◆ Directions:
Below this line is a set of entries; quote exactly the lines from the line that contains "Target: bicycle handlebar" to the line that contains "the form [507,157].", both lines included.

◆ Data for the task:
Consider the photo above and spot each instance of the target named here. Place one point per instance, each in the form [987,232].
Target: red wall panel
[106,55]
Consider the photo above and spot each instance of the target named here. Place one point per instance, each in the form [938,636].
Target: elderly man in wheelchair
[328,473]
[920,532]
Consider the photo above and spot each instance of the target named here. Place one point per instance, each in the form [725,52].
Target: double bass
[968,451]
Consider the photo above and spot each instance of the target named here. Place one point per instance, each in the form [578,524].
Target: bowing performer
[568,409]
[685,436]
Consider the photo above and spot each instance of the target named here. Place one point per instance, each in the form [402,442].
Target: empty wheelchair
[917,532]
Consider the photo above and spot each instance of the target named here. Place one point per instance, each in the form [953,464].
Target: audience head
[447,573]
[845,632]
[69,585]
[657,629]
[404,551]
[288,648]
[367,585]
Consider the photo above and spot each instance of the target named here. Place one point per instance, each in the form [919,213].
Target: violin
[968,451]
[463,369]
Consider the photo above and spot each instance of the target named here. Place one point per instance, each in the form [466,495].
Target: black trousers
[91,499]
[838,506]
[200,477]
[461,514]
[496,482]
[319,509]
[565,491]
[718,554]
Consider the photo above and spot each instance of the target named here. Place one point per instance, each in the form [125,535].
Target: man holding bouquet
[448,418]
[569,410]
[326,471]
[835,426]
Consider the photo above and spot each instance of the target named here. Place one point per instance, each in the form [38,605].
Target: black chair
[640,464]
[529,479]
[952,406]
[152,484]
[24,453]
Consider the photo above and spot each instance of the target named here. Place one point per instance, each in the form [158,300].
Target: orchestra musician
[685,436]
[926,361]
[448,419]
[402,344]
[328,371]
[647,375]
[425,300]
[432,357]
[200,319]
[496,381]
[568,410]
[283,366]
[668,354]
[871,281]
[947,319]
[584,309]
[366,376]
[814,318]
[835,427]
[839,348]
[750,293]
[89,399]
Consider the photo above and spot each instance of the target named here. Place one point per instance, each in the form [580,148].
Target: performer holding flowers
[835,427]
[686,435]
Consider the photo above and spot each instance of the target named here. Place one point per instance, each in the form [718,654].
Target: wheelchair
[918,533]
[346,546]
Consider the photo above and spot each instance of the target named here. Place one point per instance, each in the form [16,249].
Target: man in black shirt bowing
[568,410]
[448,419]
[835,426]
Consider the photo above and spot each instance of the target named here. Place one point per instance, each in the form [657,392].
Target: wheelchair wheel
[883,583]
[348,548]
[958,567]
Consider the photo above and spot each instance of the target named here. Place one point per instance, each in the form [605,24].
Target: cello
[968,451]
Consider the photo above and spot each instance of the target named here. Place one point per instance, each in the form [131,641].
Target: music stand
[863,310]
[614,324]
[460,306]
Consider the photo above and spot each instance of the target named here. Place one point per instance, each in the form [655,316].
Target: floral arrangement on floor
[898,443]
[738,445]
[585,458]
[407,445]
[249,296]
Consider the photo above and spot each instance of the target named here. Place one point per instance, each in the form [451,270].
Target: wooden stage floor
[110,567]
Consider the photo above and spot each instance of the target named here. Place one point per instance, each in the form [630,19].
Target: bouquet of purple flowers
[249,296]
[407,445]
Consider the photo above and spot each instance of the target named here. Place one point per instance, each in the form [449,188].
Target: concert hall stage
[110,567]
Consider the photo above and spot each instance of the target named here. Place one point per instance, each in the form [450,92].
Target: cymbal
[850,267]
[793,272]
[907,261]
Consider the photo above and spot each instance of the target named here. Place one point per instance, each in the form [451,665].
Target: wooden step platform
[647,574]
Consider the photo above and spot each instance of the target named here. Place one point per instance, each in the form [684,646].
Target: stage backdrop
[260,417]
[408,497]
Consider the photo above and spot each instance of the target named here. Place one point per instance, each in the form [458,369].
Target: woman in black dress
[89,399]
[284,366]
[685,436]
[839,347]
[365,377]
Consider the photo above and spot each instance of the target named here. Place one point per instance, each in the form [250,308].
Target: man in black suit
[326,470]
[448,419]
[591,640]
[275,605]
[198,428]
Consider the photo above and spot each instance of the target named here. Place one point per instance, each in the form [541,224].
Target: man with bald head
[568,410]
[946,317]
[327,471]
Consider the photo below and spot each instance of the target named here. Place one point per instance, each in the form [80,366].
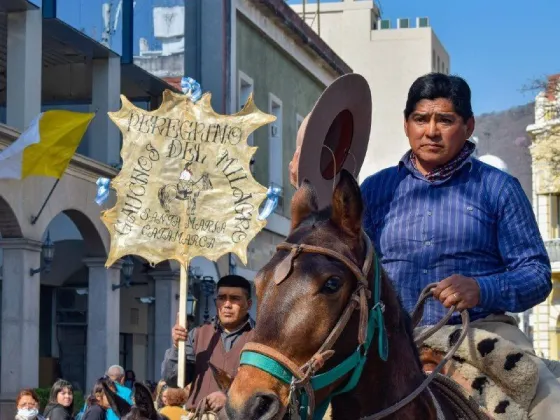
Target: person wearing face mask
[61,401]
[27,403]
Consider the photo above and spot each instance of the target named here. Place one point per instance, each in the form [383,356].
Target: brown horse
[304,294]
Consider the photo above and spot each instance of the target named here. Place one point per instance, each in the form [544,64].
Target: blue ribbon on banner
[102,190]
[191,87]
[272,197]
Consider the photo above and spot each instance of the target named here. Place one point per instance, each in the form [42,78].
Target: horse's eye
[332,285]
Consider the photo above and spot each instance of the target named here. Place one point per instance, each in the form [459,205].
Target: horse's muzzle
[261,406]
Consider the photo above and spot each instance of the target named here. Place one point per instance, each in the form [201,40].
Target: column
[150,365]
[166,308]
[103,318]
[106,88]
[24,65]
[20,318]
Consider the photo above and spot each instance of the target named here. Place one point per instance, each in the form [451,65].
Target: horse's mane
[404,319]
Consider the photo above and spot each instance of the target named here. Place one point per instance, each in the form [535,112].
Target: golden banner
[185,188]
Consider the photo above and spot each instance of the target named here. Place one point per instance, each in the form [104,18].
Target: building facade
[390,55]
[544,322]
[77,318]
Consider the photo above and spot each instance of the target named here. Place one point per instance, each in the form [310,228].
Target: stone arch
[94,246]
[9,224]
[92,238]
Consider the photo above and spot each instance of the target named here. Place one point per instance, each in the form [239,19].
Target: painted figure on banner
[186,190]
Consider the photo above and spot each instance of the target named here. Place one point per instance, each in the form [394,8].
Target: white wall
[389,59]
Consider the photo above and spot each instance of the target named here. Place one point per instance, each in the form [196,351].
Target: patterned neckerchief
[445,171]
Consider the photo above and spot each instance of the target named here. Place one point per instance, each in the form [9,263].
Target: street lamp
[47,252]
[207,284]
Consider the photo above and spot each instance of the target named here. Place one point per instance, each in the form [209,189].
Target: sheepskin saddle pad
[494,371]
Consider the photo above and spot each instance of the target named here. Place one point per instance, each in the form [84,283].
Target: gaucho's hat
[335,135]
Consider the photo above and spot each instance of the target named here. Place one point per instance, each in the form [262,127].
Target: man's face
[233,305]
[436,132]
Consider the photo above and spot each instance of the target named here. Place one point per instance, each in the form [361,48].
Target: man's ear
[405,127]
[470,127]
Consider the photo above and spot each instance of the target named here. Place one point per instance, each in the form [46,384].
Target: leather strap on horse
[424,385]
[462,405]
[418,311]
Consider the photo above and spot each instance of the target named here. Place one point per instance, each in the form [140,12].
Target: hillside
[504,134]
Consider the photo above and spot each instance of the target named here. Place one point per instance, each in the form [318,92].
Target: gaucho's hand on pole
[458,290]
[178,333]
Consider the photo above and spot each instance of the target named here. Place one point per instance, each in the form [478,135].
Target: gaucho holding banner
[185,188]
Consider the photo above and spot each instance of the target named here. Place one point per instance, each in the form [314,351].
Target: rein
[304,380]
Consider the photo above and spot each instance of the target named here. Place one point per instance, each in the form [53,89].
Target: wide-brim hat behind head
[335,135]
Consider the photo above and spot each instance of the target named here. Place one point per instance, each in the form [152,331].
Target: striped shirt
[476,222]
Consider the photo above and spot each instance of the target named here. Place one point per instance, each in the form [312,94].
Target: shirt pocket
[480,227]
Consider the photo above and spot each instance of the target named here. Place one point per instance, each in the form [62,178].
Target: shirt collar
[405,162]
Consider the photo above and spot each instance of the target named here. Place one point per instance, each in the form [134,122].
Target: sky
[498,46]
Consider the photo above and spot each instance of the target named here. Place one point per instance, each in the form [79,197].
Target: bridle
[303,380]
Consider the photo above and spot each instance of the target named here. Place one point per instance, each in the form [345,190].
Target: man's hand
[458,290]
[178,333]
[216,401]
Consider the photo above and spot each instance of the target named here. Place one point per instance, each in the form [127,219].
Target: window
[244,89]
[404,23]
[385,24]
[374,18]
[423,22]
[275,150]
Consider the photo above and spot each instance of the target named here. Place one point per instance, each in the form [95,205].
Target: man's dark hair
[233,280]
[437,85]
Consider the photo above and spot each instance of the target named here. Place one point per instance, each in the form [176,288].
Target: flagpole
[35,218]
[183,297]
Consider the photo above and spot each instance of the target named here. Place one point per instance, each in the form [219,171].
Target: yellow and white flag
[46,147]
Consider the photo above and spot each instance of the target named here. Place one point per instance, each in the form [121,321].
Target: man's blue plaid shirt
[478,223]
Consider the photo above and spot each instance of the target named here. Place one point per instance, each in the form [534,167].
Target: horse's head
[302,295]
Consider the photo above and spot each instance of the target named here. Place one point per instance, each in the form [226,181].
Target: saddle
[493,371]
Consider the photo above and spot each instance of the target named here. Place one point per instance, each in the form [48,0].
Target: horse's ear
[304,203]
[347,204]
[223,379]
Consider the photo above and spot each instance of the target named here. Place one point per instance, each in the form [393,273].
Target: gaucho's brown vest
[208,347]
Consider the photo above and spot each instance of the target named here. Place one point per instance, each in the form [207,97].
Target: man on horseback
[443,216]
[218,344]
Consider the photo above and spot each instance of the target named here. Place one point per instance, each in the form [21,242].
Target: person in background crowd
[130,379]
[27,404]
[103,398]
[117,375]
[143,408]
[175,399]
[219,343]
[61,401]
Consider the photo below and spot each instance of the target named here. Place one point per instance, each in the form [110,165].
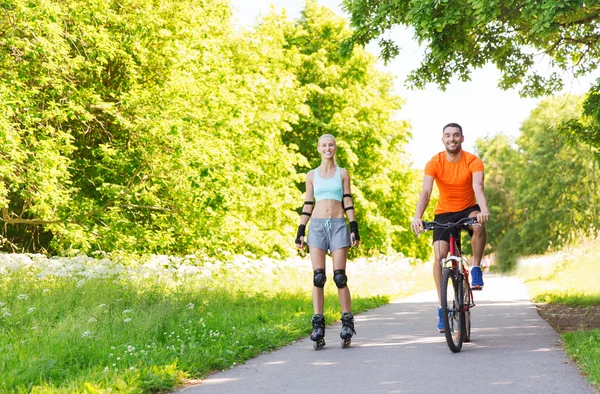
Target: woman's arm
[348,204]
[307,209]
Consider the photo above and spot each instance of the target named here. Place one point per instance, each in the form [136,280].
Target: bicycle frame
[458,263]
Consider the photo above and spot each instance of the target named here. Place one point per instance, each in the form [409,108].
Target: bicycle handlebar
[462,222]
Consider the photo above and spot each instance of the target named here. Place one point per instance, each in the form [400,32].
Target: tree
[543,189]
[351,99]
[464,35]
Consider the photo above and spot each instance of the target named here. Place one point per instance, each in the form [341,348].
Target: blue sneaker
[476,278]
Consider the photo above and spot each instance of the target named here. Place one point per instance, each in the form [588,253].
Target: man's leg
[478,240]
[440,249]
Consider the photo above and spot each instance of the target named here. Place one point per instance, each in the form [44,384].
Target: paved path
[398,350]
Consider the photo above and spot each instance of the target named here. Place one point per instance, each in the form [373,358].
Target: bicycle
[456,304]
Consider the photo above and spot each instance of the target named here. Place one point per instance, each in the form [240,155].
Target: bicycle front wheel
[453,318]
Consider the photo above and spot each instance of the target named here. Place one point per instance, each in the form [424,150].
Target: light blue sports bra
[328,188]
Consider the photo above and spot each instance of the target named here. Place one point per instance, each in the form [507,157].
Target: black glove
[354,229]
[300,233]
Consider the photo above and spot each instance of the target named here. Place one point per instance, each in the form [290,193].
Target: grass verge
[566,287]
[93,325]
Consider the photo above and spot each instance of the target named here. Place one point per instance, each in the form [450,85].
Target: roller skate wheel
[319,344]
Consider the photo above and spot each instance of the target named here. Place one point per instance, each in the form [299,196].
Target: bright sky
[478,106]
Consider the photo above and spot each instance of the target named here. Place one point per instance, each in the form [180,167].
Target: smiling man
[459,178]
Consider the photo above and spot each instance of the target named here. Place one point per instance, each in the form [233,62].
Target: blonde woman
[328,200]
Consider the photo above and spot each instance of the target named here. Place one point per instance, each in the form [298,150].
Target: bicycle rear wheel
[453,318]
[467,298]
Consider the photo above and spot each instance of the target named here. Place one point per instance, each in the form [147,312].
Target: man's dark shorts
[451,217]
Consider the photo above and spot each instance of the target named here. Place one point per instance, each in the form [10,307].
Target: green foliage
[461,36]
[544,194]
[156,127]
[350,99]
[584,347]
[97,325]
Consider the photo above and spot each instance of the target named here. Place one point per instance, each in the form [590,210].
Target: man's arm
[484,215]
[417,223]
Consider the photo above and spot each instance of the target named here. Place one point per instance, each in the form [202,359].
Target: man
[459,178]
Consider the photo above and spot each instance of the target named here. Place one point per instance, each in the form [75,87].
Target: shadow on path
[398,350]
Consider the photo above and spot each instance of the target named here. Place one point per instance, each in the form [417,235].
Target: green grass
[584,347]
[84,325]
[570,277]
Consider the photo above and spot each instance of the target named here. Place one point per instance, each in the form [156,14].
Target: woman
[328,191]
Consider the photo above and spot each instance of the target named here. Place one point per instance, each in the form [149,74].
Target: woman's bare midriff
[328,208]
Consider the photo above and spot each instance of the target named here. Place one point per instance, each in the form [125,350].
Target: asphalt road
[397,349]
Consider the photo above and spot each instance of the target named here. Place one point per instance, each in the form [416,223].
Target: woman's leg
[339,257]
[317,257]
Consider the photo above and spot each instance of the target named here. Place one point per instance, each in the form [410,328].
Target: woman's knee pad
[319,278]
[340,278]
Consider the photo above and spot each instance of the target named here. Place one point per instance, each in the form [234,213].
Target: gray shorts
[328,234]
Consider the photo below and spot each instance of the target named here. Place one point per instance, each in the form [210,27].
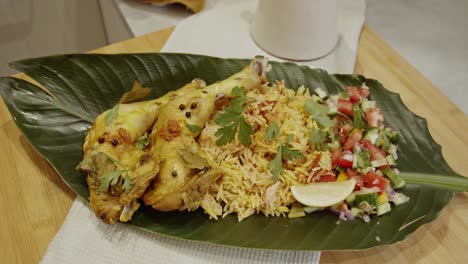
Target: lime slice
[323,194]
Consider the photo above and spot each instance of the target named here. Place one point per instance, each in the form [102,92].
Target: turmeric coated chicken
[147,149]
[183,165]
[118,163]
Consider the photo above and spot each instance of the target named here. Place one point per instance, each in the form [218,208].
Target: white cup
[296,29]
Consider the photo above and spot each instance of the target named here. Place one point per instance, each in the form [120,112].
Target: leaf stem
[453,182]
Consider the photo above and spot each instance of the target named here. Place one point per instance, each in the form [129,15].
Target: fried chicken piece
[182,163]
[118,171]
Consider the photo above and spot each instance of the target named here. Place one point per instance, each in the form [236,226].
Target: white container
[296,29]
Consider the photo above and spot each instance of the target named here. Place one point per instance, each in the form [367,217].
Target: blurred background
[429,34]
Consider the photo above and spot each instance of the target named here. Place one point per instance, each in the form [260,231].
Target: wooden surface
[34,201]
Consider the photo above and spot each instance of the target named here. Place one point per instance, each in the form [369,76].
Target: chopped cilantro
[232,119]
[110,178]
[272,131]
[319,113]
[286,152]
[317,138]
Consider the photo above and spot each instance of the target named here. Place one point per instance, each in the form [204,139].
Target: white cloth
[85,239]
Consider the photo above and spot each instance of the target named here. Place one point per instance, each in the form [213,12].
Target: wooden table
[34,200]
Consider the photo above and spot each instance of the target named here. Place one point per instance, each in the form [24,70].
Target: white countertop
[430,34]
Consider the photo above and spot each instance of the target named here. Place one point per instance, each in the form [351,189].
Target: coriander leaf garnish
[127,184]
[142,142]
[290,153]
[314,109]
[286,152]
[193,128]
[319,113]
[325,121]
[112,114]
[226,133]
[231,119]
[317,138]
[272,131]
[245,130]
[276,165]
[110,178]
[239,98]
[357,117]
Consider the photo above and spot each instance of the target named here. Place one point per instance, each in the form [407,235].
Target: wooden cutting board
[34,201]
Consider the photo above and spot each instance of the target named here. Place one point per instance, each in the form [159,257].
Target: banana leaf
[81,86]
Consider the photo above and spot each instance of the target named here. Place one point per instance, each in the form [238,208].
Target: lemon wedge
[323,194]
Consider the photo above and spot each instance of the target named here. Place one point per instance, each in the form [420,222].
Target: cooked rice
[247,186]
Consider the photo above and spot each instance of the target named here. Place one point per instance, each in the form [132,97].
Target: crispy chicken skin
[183,165]
[111,147]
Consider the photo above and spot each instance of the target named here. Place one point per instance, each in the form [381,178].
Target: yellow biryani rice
[247,186]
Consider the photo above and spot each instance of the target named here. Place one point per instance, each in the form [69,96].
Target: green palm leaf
[82,86]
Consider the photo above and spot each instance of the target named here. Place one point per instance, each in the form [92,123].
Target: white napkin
[85,239]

◆ Answer section:
Target: bicycle handlebar
[462,222]
Consider the photo above and spot each instance of the target named here. Place one point per instance, each in the form [400,32].
Target: tree
[543,189]
[351,99]
[464,35]
Consider the photo above and spot each instance of the target named here. Place one point per instance, each in the form [341,348].
Target: blue sneaker
[476,278]
Consider the photo above and spot each instance of the target named here. Place one point per instance, each in the form [588,253].
Target: man's leg
[478,240]
[440,249]
Consider the photo above and spot each instance of the target named here. Place one point per instance, each in the form [44,384].
Target: paved path
[398,350]
Consider the photo above and spot each instance of the target named here. Place one point per instance, each in the form [373,358].
Target: bicycle
[456,304]
Consider the photo above and spot each instance of the target named here. Place one point per instance, each in the form [240,155].
Target: bicycle front wheel
[453,318]
Consider the photo above and spot each instance of the target named here. Place one point per instance, each in the form [424,150].
Target: light blue sports bra
[328,188]
Consider the photo above and spot each instance of the target named here. Place one point per instance, each in the form [507,157].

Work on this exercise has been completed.